ABOUT THIS TASK: Please lay out the entries as a JSON list of strings, one string per line with blank lines left out, from the start through the line containing "positive clicks: (120, 185) (127, 175)", that line included. Give only those lines.

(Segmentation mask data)
- - -

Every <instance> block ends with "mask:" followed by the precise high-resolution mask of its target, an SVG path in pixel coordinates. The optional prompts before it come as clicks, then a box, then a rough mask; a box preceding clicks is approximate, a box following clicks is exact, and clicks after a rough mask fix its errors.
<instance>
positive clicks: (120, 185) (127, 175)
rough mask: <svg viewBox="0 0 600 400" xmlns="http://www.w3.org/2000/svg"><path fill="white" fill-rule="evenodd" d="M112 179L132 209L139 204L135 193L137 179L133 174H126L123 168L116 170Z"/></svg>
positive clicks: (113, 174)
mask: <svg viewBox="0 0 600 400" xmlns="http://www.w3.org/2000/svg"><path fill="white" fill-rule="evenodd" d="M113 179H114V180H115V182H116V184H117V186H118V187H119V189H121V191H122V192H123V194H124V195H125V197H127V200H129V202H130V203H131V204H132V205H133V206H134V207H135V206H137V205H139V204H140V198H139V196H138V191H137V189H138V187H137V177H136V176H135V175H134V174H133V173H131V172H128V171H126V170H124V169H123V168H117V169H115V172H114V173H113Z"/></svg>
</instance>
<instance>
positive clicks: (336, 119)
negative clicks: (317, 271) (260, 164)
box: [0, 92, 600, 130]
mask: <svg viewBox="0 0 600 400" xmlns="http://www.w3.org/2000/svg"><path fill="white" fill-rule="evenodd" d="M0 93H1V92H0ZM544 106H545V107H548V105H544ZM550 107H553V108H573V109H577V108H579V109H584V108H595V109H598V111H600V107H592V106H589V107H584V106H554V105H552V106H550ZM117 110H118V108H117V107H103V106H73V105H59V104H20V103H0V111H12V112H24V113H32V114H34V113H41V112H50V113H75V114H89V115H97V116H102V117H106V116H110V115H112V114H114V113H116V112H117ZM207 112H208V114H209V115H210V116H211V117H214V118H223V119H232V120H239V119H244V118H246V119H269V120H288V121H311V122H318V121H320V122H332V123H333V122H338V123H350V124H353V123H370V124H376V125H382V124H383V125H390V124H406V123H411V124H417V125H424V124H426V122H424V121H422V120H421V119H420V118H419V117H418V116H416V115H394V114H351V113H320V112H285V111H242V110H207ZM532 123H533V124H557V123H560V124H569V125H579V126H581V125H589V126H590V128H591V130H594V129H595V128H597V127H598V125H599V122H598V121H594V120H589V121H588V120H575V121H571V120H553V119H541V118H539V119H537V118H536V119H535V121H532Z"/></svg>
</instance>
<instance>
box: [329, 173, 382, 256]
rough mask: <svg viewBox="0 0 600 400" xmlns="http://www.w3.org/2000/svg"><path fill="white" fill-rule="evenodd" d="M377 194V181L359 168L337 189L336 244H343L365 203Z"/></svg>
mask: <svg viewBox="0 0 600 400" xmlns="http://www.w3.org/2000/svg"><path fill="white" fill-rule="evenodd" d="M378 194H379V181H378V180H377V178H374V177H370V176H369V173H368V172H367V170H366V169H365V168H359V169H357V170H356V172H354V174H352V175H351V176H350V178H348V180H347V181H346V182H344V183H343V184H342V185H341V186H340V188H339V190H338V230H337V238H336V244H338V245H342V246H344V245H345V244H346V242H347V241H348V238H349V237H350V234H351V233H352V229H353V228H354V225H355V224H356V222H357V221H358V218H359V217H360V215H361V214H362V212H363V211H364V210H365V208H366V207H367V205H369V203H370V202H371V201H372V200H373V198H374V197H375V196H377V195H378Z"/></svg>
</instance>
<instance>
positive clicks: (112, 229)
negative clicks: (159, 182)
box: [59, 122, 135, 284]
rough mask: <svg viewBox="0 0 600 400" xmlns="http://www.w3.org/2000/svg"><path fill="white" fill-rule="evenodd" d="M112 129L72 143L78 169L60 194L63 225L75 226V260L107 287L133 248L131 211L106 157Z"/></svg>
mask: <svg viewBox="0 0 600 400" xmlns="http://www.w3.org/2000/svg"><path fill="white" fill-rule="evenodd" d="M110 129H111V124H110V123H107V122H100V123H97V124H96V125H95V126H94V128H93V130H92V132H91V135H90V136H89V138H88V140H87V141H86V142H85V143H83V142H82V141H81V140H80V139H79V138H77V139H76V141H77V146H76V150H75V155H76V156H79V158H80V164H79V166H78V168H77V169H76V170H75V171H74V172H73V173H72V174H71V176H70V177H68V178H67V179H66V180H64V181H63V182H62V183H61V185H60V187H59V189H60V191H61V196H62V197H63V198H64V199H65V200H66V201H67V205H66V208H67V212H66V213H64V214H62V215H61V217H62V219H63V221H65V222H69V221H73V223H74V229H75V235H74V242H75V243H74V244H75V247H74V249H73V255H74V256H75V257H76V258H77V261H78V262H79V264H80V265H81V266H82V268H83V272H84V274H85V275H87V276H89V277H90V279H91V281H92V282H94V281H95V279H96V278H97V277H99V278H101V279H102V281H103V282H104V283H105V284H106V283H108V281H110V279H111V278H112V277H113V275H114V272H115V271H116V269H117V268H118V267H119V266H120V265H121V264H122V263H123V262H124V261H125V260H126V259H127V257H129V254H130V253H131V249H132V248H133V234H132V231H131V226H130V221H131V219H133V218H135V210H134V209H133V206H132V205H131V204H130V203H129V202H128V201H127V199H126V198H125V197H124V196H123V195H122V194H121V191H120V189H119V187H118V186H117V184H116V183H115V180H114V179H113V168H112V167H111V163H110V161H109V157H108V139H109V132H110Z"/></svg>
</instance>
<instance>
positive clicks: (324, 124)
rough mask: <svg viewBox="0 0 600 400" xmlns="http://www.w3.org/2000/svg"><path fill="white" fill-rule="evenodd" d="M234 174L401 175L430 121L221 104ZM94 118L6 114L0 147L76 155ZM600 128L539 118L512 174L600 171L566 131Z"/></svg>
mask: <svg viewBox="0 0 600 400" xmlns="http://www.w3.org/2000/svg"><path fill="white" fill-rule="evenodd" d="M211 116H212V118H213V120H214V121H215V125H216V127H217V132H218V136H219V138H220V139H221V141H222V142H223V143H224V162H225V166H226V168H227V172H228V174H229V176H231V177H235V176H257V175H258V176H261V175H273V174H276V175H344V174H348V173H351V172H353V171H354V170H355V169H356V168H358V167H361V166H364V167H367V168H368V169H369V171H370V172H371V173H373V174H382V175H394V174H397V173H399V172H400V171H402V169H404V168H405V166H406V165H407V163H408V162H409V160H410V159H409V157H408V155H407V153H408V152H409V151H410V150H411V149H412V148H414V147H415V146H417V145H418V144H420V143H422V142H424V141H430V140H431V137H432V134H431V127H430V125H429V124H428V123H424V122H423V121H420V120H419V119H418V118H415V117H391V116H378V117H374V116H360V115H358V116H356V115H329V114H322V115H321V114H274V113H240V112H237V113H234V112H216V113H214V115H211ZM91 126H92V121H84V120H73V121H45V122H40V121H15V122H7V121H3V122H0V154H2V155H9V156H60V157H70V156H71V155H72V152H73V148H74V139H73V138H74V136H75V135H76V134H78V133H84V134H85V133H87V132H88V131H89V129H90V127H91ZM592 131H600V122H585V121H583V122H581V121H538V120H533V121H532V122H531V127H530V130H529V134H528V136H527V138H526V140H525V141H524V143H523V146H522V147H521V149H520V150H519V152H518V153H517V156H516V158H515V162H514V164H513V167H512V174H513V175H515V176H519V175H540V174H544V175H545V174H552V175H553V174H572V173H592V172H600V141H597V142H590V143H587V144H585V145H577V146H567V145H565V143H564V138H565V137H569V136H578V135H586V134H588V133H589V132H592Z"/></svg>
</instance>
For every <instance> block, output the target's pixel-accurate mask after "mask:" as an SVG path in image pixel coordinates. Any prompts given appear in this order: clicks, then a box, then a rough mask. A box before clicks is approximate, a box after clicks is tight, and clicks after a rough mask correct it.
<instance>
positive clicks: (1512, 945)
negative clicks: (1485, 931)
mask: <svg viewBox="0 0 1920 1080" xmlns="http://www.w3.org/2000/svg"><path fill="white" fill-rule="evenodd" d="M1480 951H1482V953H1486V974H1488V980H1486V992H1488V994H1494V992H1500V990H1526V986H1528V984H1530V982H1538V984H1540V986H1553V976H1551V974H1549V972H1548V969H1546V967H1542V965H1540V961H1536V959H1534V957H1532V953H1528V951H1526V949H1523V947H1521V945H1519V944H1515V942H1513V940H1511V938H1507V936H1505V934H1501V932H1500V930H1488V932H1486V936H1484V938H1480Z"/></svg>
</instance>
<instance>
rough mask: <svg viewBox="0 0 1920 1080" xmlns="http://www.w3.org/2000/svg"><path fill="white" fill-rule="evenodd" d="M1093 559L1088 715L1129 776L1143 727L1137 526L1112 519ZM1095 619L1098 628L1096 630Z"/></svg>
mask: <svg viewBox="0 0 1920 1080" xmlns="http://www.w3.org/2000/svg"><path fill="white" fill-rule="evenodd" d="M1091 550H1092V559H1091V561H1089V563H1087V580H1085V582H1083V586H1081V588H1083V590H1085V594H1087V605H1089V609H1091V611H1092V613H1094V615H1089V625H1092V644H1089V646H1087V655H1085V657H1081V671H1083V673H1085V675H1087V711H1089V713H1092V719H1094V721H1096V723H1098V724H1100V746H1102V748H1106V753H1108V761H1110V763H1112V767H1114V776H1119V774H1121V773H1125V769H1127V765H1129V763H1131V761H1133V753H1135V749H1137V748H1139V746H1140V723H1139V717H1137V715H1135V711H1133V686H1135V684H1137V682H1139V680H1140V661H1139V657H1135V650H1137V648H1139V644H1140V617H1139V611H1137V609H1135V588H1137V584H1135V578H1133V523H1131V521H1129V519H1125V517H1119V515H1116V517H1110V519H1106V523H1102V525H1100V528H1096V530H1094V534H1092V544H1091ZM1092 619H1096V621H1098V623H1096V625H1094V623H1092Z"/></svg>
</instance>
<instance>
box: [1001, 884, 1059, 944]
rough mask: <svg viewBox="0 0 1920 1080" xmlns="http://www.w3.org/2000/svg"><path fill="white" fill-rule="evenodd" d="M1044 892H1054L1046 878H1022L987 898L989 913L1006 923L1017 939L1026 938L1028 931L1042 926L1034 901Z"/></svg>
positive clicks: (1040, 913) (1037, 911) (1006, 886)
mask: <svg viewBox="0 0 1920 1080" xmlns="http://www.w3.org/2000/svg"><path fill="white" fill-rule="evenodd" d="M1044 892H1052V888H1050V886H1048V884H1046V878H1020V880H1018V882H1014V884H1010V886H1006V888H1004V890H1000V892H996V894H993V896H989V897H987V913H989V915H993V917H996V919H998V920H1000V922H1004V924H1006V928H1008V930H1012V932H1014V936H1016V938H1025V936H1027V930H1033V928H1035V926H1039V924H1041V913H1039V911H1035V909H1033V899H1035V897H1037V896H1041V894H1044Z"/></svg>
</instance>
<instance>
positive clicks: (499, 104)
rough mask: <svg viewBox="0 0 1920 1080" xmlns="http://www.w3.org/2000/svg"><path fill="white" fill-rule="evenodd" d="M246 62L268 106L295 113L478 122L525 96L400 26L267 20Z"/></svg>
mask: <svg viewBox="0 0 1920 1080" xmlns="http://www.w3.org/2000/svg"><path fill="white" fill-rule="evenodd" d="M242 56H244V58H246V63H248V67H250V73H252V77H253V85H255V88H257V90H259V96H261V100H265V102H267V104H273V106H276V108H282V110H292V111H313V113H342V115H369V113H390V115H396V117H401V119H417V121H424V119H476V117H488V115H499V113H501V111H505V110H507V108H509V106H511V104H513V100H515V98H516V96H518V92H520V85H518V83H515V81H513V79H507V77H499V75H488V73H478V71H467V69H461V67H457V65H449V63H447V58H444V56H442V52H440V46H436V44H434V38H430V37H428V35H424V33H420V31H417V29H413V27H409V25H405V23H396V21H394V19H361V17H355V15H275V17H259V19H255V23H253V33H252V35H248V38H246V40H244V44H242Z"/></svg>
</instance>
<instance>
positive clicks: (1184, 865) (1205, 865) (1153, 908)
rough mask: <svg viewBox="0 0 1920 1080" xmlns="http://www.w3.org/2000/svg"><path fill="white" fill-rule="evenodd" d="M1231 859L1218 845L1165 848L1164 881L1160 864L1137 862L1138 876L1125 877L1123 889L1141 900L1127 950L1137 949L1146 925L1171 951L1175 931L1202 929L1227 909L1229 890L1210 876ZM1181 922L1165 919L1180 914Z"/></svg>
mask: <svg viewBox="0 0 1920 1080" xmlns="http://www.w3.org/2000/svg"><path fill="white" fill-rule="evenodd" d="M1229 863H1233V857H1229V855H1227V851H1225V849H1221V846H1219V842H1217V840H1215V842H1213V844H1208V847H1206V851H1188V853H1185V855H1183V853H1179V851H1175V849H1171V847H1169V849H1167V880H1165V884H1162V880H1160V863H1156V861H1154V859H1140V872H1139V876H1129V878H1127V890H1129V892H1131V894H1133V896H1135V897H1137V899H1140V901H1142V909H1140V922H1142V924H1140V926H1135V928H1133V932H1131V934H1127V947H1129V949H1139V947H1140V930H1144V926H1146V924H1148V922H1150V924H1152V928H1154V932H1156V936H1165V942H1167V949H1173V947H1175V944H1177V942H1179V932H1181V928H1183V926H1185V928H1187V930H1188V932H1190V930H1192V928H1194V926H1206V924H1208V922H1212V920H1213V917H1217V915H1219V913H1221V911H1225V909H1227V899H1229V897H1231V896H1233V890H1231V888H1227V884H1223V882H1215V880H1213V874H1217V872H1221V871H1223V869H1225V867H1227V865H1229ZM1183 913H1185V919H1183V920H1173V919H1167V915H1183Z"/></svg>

- - -

ANSWER:
[
  "Every <instance> block ends with \"mask:\" followed by the precise high-resolution mask of its target, an SVG path in pixel coordinates. The optional prompts before it come as clicks, then a box, then a rough mask; a box preceding clicks is approximate, a box following clicks is exact, and clicks after a rough mask fix its errors.",
  "<instance>",
  "positive clicks: (120, 185) (127, 175)"
]